═════ Given information ═════

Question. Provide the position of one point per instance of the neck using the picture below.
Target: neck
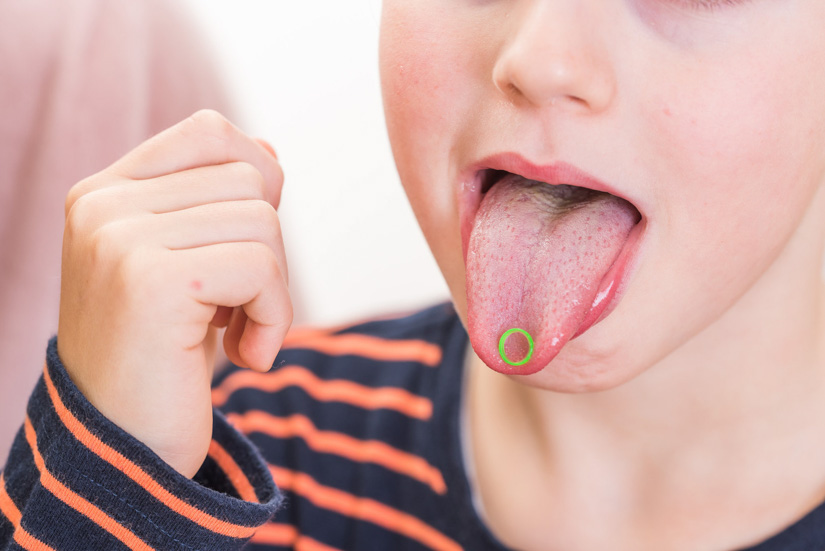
(730, 410)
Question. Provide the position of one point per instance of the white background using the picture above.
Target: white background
(304, 75)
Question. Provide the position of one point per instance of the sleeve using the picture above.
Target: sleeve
(75, 480)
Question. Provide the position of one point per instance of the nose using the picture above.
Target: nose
(553, 53)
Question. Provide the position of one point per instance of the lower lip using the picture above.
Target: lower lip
(614, 282)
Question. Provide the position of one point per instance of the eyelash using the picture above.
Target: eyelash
(711, 5)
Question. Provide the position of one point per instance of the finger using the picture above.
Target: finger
(249, 277)
(221, 317)
(266, 145)
(228, 222)
(117, 198)
(206, 138)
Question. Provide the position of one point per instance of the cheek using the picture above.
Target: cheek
(736, 155)
(425, 70)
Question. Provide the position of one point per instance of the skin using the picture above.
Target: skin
(672, 423)
(689, 401)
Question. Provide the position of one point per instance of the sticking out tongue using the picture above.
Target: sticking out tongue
(536, 260)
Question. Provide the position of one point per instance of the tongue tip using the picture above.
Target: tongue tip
(540, 359)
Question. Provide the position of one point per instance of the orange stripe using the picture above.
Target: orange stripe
(137, 474)
(284, 535)
(355, 394)
(233, 471)
(361, 508)
(362, 451)
(29, 542)
(77, 502)
(10, 510)
(413, 350)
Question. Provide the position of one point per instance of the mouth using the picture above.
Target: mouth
(557, 190)
(565, 180)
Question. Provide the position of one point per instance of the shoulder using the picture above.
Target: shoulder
(334, 364)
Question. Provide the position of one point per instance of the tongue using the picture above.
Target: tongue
(536, 259)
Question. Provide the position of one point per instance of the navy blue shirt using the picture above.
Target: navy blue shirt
(351, 442)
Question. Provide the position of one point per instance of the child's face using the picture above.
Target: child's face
(707, 115)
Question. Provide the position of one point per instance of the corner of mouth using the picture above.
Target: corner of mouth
(481, 178)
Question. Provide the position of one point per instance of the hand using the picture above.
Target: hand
(178, 238)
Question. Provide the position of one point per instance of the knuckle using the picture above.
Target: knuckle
(137, 272)
(266, 218)
(111, 242)
(211, 122)
(248, 174)
(77, 191)
(79, 215)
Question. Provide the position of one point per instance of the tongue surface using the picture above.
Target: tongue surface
(535, 260)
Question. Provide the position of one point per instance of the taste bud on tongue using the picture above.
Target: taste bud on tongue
(537, 262)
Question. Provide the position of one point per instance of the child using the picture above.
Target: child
(635, 186)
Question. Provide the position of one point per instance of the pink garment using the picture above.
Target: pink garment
(81, 83)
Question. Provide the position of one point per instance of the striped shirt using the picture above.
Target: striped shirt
(351, 442)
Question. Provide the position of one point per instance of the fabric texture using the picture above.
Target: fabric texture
(82, 82)
(358, 427)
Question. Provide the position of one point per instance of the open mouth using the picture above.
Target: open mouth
(558, 196)
(547, 250)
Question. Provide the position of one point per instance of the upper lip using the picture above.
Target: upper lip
(555, 173)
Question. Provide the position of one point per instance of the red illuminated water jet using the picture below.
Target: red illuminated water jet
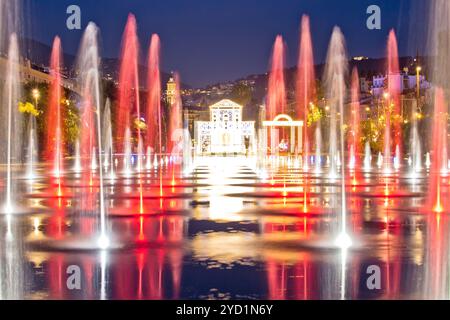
(276, 96)
(88, 140)
(439, 145)
(355, 134)
(54, 143)
(306, 80)
(154, 131)
(128, 100)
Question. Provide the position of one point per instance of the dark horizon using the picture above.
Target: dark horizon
(217, 42)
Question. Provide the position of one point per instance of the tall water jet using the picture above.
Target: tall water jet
(335, 75)
(154, 113)
(11, 129)
(54, 142)
(355, 134)
(306, 83)
(318, 159)
(176, 123)
(108, 149)
(127, 153)
(32, 148)
(416, 147)
(129, 98)
(276, 95)
(392, 104)
(367, 157)
(439, 147)
(89, 81)
(77, 161)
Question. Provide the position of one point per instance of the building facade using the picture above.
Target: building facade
(225, 133)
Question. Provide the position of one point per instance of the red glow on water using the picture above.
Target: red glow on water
(154, 138)
(306, 80)
(54, 142)
(276, 96)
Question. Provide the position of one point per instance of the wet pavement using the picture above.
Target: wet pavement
(226, 230)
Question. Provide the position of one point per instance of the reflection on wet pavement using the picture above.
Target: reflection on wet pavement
(226, 231)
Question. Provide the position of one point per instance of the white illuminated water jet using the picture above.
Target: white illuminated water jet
(335, 74)
(12, 122)
(89, 79)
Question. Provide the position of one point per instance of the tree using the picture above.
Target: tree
(241, 94)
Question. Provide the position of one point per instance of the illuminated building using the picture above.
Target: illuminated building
(225, 133)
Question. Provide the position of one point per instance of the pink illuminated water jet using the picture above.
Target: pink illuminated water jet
(439, 147)
(176, 121)
(306, 82)
(154, 132)
(128, 100)
(393, 102)
(276, 96)
(355, 133)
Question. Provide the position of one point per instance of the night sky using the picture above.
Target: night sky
(209, 41)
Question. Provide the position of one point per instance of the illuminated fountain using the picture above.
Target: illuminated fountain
(32, 149)
(306, 85)
(367, 157)
(54, 143)
(127, 153)
(416, 149)
(154, 113)
(77, 158)
(392, 107)
(11, 131)
(318, 159)
(129, 98)
(89, 80)
(355, 134)
(335, 73)
(276, 95)
(108, 149)
(176, 132)
(439, 148)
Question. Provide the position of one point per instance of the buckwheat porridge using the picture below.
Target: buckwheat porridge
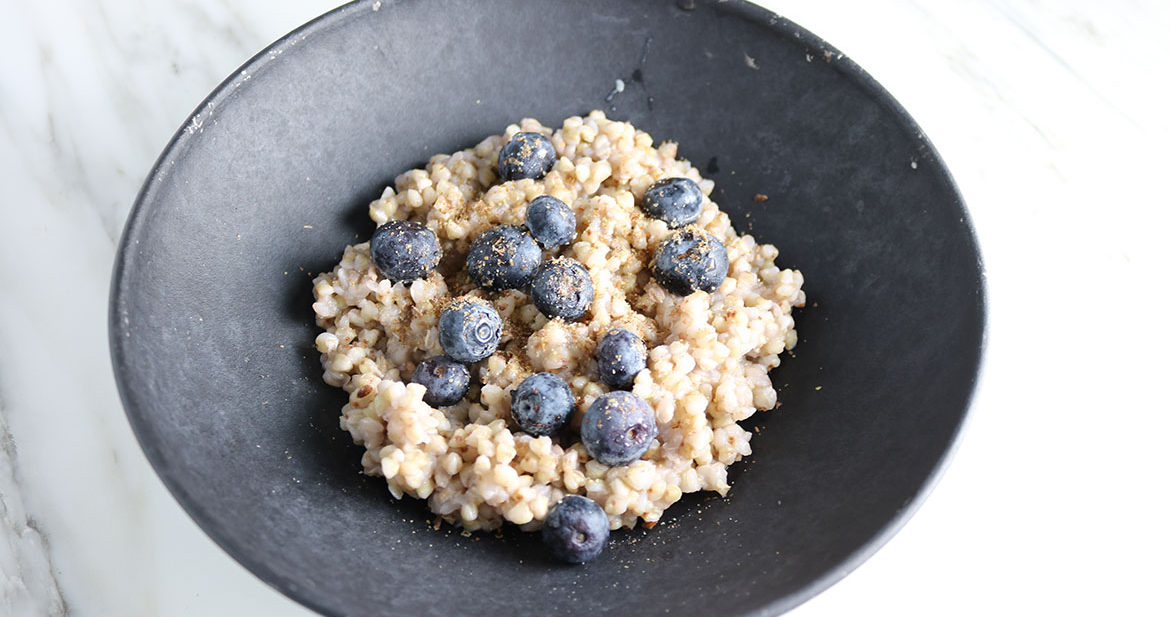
(692, 314)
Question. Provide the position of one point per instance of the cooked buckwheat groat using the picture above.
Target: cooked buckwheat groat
(710, 337)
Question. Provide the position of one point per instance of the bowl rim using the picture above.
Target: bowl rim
(119, 326)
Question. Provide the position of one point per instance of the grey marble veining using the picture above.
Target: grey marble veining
(1050, 114)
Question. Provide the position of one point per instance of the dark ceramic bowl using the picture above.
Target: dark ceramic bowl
(212, 329)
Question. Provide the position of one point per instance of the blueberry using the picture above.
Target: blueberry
(690, 260)
(503, 258)
(620, 357)
(469, 329)
(542, 404)
(550, 221)
(527, 155)
(576, 529)
(562, 288)
(618, 429)
(675, 200)
(404, 251)
(445, 379)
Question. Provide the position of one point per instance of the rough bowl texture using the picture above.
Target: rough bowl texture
(272, 176)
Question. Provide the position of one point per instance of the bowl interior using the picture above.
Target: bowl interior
(212, 328)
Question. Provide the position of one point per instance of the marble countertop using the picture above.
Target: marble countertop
(1051, 114)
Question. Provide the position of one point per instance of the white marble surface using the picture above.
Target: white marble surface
(1053, 118)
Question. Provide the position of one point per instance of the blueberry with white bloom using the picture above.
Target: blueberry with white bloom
(469, 329)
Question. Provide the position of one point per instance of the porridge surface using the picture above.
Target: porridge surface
(709, 352)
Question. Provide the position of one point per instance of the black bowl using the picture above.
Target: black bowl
(212, 330)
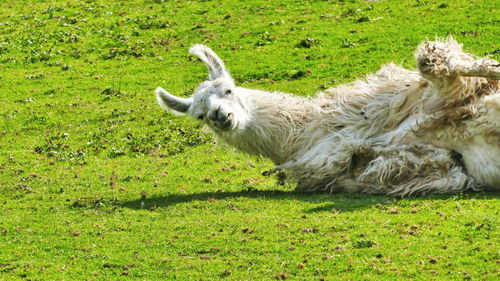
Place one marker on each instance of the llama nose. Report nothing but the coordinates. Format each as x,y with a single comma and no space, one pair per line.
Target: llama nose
216,115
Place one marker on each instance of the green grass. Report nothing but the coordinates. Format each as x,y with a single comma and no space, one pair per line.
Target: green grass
97,183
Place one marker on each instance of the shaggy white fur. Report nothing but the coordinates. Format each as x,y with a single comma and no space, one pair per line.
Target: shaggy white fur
400,132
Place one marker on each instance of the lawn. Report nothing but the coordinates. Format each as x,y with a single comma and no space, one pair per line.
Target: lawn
98,183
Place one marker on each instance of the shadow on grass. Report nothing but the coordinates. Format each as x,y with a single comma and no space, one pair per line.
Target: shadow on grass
340,201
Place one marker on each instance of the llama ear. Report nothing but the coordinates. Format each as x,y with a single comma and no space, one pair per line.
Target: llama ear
216,68
168,101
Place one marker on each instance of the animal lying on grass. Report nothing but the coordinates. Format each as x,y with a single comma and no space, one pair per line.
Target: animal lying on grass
399,132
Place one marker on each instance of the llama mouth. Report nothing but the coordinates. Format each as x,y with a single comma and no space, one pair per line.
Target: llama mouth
226,124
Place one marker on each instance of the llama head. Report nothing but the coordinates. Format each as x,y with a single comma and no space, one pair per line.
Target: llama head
217,101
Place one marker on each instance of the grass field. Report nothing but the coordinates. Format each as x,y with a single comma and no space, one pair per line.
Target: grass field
98,183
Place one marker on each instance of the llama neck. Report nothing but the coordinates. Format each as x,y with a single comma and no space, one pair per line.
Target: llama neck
279,127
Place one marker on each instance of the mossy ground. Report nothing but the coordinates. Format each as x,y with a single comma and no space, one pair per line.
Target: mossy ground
97,183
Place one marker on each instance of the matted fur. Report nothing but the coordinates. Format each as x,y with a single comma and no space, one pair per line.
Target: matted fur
399,132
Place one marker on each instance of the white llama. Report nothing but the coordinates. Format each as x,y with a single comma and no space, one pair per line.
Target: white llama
397,132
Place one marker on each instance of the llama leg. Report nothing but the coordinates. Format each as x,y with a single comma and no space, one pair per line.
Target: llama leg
411,170
445,59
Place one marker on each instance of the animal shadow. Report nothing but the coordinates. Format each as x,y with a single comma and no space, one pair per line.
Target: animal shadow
345,202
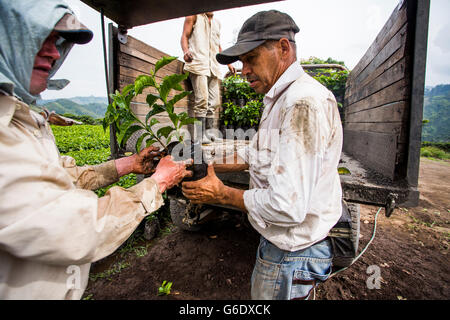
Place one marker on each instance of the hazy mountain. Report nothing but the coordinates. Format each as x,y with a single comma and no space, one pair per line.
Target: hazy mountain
94,107
436,109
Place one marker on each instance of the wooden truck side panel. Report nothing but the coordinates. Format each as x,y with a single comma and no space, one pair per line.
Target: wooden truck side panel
379,95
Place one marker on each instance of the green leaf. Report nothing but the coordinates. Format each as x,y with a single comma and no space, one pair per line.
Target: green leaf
151,99
164,131
139,141
174,118
156,110
163,61
143,81
127,89
171,82
153,121
177,98
126,134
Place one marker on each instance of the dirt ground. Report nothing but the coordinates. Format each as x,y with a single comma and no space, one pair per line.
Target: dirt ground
409,254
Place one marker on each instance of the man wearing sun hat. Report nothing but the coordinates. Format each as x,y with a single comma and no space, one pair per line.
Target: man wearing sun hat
295,194
52,226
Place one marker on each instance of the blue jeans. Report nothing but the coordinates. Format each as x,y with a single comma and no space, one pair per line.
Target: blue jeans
285,275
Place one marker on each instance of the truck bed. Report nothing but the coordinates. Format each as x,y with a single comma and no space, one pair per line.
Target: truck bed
362,185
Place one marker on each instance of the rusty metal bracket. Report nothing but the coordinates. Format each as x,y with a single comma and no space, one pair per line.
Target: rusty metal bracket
390,204
122,35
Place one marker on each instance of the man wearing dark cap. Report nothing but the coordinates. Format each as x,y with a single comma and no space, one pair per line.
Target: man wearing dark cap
295,194
52,226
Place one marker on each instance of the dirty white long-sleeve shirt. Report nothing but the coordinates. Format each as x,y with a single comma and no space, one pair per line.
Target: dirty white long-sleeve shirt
51,229
295,192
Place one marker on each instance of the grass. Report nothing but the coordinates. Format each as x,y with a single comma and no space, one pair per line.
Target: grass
115,269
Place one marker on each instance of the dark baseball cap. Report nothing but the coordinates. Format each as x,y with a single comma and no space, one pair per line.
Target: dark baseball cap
262,26
71,29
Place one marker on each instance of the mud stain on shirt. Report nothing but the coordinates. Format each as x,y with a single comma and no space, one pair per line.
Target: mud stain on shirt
304,124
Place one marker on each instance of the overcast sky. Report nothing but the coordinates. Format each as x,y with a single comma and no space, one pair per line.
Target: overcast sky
343,30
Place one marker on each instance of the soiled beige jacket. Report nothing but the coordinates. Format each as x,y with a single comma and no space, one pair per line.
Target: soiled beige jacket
51,227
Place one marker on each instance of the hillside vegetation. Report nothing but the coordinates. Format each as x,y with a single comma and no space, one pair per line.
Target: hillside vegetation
436,110
94,107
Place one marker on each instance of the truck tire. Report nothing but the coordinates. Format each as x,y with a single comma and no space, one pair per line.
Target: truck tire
354,209
346,247
177,213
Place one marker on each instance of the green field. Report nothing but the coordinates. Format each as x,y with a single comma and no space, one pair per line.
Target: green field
88,145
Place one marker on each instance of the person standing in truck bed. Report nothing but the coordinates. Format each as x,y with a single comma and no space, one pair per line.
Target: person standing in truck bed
200,42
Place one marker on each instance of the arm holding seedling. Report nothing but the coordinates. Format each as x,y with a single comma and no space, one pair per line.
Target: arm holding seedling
187,31
230,163
211,190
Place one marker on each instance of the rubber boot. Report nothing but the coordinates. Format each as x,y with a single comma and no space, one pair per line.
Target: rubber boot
211,134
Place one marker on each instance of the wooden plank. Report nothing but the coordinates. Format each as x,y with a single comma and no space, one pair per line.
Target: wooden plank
397,91
354,87
396,128
392,112
376,150
141,65
392,75
384,54
173,67
397,19
151,53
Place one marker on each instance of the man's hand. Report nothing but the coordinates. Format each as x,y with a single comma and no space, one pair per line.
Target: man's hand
232,69
139,163
188,56
143,161
170,173
210,189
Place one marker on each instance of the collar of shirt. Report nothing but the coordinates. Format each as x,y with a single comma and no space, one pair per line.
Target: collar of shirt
13,107
291,74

═════

» Your instructions
Each line of the entries above that includes the string "below" should be copied out.

» Your solution
Question. Provide the position of one point per instance of the neck using the picture below.
Question. Provide the position of one point per instance of the red illuminated water jet using the picture below.
Question. Provide the position of one point per instance of the buckwheat porridge using the picture below.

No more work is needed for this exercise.